▶ _PAGE EXCERPT_
HR Most Influential 2015 rankings unveiled
Becky Frith, September 22, 2015
The results of the 2015 HR Most Influential rankings have been revealed
Last night, HR magazine unveiled the 2015 HR Most Influential rankings at an exclusive networking event in Claridge's.
The HR Most Influential ranking, which is supported by Ceridian and Open University Business School, recognises the HR practitioners and thinkers pushing the field of people strategy forward. This year is the 10th anniversary of the annual ranking.
Shell chief HR and corporate officer Hugh Mitchell was named the most influential HR practitioner of the decade, with Penguin Random House’s Neil Morrison and the BBC’s Valerie Hughes D’Aeth coming second and third respectively.
Cary Cooper, professor of organizational psychology at Manchester Business School, came top of the thinkers list, with Bath University’s Rob Briner and University College London’s Adrian Furnham completing the top three.

▶ _EXCERPTED DATA_
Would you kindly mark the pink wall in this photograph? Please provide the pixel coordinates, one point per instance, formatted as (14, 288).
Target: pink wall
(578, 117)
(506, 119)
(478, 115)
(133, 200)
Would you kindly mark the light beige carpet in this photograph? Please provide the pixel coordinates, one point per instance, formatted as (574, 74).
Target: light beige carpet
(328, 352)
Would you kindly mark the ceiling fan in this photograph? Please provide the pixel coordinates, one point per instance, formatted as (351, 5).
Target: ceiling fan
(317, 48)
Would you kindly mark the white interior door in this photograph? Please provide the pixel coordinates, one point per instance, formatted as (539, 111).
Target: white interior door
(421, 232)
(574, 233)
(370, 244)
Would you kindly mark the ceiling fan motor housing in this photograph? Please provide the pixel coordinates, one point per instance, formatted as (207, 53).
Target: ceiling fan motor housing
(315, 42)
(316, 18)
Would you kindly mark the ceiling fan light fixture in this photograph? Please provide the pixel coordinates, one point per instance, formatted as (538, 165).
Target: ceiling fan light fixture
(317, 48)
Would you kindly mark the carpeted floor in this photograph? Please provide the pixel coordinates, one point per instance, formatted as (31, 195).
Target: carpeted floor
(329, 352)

▶ _SET OF TASKS_
1. In the HR Most Influential article, where were the 2015 rankings unveiled?
2. List every person the HR Most Influential article places in the top three of either the practitioners or the thinkers ranking.

▶ _EXPECTED RESPONSES_
1. At an exclusive networking event in Claridge's.

2. Hugh Mitchell, Neil Morrison, Valerie Hughes D'Aeth, Cary Cooper, Rob Briner, Adrian Furnham